Exercises →
1. Answer these questions from the course description. Put each answer on its own line, marked like its question.
(a) How many video lessons does the course include?
(b) What are the titles of the three printable classroom instruction manuals?
(c) What did the course makers draw on to develop the course?
2. List every topic that the course description names as something you will learn about.
3. From the course description, extract the passage from "Whether you are" to "to mastering Access." word for word.

Passage to read →
Learn Microsoft Access 2016 & 2013 with this comprehensive course from TeachUcomp, Inc. Mastering Access Made Easy features 105 video lessons with over 6 hours of introductory through advanced instruction. Watch, listen and learn as your expert instructor guides you through each lesson step-by-step. During this media-rich learning experience, you will see each function performed just as if your instructor were there with you. Reinforce your learning with the text of our three printable classroom instruction manuals (Introductory, Intermediate and Advanced), additional images and practice exercises. You will learn all about relational databases, advanced queries, creating forms, reporting, macros and much more.
Whether you are completely new to Access or upgrading from an older version, this course will empower you with the knowledge and skills necessary to be a proficient user. We have incorporated years of classroom training experience and teaching techniques to develop an easy-to-use course that you can customize to meet your personal learning needs. Simply launch the easy-to-use interface, click to start a video lesson or open one of the manuals and you are on your way to mastering Access.

Record set →

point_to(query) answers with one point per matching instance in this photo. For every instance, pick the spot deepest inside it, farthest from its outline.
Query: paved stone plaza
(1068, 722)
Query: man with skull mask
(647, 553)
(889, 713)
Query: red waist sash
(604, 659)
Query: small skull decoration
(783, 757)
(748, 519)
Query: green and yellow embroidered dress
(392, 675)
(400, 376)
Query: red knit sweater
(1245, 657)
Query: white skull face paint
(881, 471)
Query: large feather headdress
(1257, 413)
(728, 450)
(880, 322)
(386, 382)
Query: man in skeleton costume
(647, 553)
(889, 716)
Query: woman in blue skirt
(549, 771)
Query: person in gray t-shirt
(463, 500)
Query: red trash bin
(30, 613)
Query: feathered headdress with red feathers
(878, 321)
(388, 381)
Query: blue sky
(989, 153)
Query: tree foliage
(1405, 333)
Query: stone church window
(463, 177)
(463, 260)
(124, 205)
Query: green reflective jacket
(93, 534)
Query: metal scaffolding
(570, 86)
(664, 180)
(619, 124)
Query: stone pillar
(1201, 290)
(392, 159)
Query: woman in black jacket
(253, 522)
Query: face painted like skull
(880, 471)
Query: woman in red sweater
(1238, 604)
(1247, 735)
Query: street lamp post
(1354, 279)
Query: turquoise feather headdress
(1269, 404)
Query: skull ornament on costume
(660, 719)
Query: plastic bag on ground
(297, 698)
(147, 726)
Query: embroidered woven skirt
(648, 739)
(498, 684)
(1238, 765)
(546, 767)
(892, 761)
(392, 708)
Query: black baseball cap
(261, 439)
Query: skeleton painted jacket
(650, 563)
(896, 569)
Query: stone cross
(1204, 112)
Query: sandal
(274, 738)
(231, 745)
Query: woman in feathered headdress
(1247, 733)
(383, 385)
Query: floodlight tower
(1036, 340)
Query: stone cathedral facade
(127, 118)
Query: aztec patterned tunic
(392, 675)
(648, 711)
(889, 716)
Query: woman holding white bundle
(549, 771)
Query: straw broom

Answers below →
1.
(a) 105 video lessons.
(b) Introductory, Intermediate and Advanced.
(c) Years of classroom training experience and teaching techniques.

2. Relational databases, advanced queries, creating forms, reporting, macros.

3.
Whether you are completely new to Access or upgrading from an older version, this course will empower you with the knowledge and skills necessary to be a proficient user. We have incorporated years of classroom training experience and teaching techniques to develop an easy-to-use course that you can customize to meet your personal learning needs. Simply launch the easy-to-use interface, click to start a video lesson or open one of the manuals and you are on your way to mastering Access.